**やること**
1. 配管内ロボットの記事によると、2010年のチリの鉱山事故で地下に掘られた穴の直径は何cmでしたか。
2. 配管内ロボットの記事を、「2010年に起きたチリの鉱山」を含むところから始めて、「開発を進めているところです。」で終わるまで、一字も変えずに書き写してください。
3. 配管内ロボットの記事の続きを、最後の文のあとから書いてください。

**抜粋**
Report #02

「まずは臆せずにやってみよう」“ゼリー技術×配管内ロボット”に挑む

歴代の配管内検査ロボット

江戸時代の日本酒が複数ファクターの錯綜から発展したように、ゼリー食の研究は災害食や備蓄食としての可能性を探る中で予想外の展開につながりました。それが、立命館大学理工学部ロボティクス学科の加古川篤先生をリーダーとするチームとの共同プロジェクト「Pipeline for Lifeline」です。加古川先生のチームは、配管の中を進んで内面を検査するロボットの研究をされています。それについてディスカッションする中で、「災害時、建物の配管の中を進むロボットがゼリーを運べば、閉じ込められた人の命を助けられるかもしれない」という、とても夢のある展開に気付いたのです。

2010年に起きたチリの鉱山事故で、作業員たちが約1カ月にわたって地下に閉じ込められたニュースは記憶にあると思います。実はこのとき、地下に直径10cmの配管のような穴が掘られ、非常用の食料としてゼリーが輸送されていました。

水道管やガス管などの配管は、建物の中に元々備わっているものですし、都市空間の中にもネットワーク化された地下インフラとして備わっています。コストが低いこともあって、配管を建物や都市の中にうまく整備しておくことで災害への備えになるというポテンシャルが注目されているのです。ここでその配管を移動できるロボットについて、加古川篤研究チームの岡さんにご紹介いただきたいと思います。

ロボットが曲がりくねった配管の中を移動するには、①配管の中を推進する、②旋回して向きを変える、③下に落ちないように配管内で突っ張る、という3種類の力が必要です。私たちが開発中のロボットは、オムニホイールと呼ばれる3組の車輪を動かすことで推進し、本体前後に取り付けられた半球状の車輪を回転させることで向きを変え、関節内部のバネの力によって車輪を常に突っ張った状態で壁に接触させる、という仕組みで配管内を走行できます。
先端にLEDカメラとライトが付いているので、外から見えない場所を移動するときも、カメラの映像を確認しながら配管内を走行可能です。現在、加古川先生が中心となって実用化に向けた開発を進めているところです。

(コレクションに保存された項目)

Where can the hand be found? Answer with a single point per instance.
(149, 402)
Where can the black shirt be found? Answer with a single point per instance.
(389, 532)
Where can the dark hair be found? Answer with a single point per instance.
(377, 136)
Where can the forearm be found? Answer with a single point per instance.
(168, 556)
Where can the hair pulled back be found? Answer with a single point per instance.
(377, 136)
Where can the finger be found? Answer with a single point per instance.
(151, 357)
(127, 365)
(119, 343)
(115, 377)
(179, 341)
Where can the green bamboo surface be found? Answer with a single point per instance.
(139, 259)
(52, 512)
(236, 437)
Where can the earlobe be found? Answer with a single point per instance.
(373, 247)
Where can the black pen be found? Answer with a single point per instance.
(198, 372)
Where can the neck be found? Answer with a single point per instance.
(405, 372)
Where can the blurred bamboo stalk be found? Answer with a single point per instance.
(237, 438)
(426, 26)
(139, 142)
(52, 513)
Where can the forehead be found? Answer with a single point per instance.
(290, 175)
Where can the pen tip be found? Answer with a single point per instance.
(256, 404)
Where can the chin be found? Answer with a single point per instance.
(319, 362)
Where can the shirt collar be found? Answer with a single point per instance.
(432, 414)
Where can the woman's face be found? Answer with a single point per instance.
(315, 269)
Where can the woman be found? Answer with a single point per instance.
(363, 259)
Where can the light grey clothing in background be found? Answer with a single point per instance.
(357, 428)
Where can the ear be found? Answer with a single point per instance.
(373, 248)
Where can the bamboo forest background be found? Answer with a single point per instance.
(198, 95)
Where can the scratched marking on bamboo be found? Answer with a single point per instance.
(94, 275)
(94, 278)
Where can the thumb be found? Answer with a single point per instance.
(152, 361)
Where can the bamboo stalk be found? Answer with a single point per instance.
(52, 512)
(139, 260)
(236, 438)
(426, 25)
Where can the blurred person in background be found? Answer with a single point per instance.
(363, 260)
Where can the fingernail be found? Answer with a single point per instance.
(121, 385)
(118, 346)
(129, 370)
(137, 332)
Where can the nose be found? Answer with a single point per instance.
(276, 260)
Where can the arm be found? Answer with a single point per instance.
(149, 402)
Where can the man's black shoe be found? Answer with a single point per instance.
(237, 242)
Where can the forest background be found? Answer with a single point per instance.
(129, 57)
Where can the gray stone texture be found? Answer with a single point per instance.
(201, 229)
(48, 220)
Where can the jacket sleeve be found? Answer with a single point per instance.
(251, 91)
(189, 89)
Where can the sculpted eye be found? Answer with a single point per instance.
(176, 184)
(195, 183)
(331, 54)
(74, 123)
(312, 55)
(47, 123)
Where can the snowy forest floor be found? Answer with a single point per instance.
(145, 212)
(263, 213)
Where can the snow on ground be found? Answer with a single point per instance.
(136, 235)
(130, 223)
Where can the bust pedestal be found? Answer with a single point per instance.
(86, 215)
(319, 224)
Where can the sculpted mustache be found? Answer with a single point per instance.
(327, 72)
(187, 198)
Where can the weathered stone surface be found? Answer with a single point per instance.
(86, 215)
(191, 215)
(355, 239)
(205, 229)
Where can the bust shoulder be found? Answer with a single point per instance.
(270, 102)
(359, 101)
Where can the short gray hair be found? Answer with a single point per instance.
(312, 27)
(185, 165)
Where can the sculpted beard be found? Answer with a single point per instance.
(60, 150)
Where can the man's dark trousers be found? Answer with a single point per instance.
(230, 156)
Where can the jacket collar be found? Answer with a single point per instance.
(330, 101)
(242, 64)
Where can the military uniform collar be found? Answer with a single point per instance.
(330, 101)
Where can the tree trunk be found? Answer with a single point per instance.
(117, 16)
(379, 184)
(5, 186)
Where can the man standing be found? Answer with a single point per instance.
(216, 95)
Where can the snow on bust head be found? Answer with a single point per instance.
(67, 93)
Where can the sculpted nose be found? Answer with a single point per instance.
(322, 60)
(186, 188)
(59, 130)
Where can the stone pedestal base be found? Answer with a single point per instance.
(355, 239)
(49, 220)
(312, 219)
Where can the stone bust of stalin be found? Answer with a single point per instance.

**答えの一覧**
1. 10cmです。

2.
2010年に起きたチリの鉱山事故で、作業員たちが約1カ月にわたって地下に閉じ込められたニュースは記憶にあると思います。実はこのとき、地下に直径10cmの配管のような穴が掘られ、非常用の食料としてゼリーが輸送されていました。

水道管やガス管などの配管は、建物の中に元々備わっているものですし、都市空間の中にもネットワーク化された地下インフラとして備わっています。コストが低いこともあって、配管を建物や都市の中にうまく整備しておくことで災害への備えになるというポテンシャルが注目されているのです。ここでその配管を移動できるロボットについて、加古川篤研究チームの岡さんにご紹介いただきたいと思います。

ロボットが曲がりくねった配管の中を移動するには、①配管の中を推進する、②旋回して向きを変える、③下に落ちないように配管内で突っ張る、という3種類の力が必要です。私たちが開発中のロボットは、オムニホイールと呼ばれる3組の車輪を動かすことで推進し、本体前後に取り付けられた半球状の車輪を回転させることで向きを変え、関節内部のバネの力によって車輪を常に突っ張った状態で壁に接触させる、という仕組みで配管内を走行できます。
先端にLEDカメラとライトが付いているので、外から見えない場所を移動するときも、カメラの映像を確認しながら配管内を走行可能です。現在、加古川先生が中心となって実用化に向けた開発を進めているところです。

3.
野中岡さん、ありがとうございました。活用可能性として私たちが考えているのは、災害が起きたときに建物に閉じ込められた生存者のもとへとロボットを送り、健康状態を確認するとともに、嗜好性・機能性・可搬性に優れたゼリーを届けるという、未来の食搬送システムです。
インフラとしての配管とゼリーとの関係や、管内検査ロボットとゼリーとの関係を、システム工学の観点でいうと、持続可能性やレジリエントな生産・サービスシステムとして捉えて設計できるのではないかと考えています。研究の周辺にある可能性にであったときに「まずは臆せずに何かやってみよう」というアプローチで進んだ結果、自分自身の専門分野に直結するシステム設計のテーマにも辿り着いた。システム工学を専門とする私にとって、このような研究の進め方も一つのアプローチとして有効なのではないかと気付くことができた経験でした。

加古川篤研究チームに所属する岡義倫さん

積極的な情報発信でプロジェクトを前に進める

研究者にとって、学会やカンファレンスといったアカデミックな場で研究成果を着実に発表していくことはもちろん大切です。一方で、アジアの、日本の研究者として、食の未来を今このタイミングで発信していくことがプロジェクトを後押しするとも感じています。そのため、プロトタイプ段階の研究でも、純粋にアカデミックなカンファレンス以外のところにも積極的に発信するスタンスを取っています。

先ほど触れた2019年のサウス・バイ・サウスウエストにも、鎌谷先生のチームと食マネジメント学部1回生の学生3人とで参加したんです。日本酒100%のゼリーのプロトタイプを発表し、多くの参加者に興味を持っていただき手応えを感じられただけでなく、学生たちも英語でプレゼンテーションするという貴重な経験を得ることができました。新設学部の若手教員と学生がグローバルな舞台で発表する、というチャレンジを支えてもらい、立命館大学にとても感謝しています。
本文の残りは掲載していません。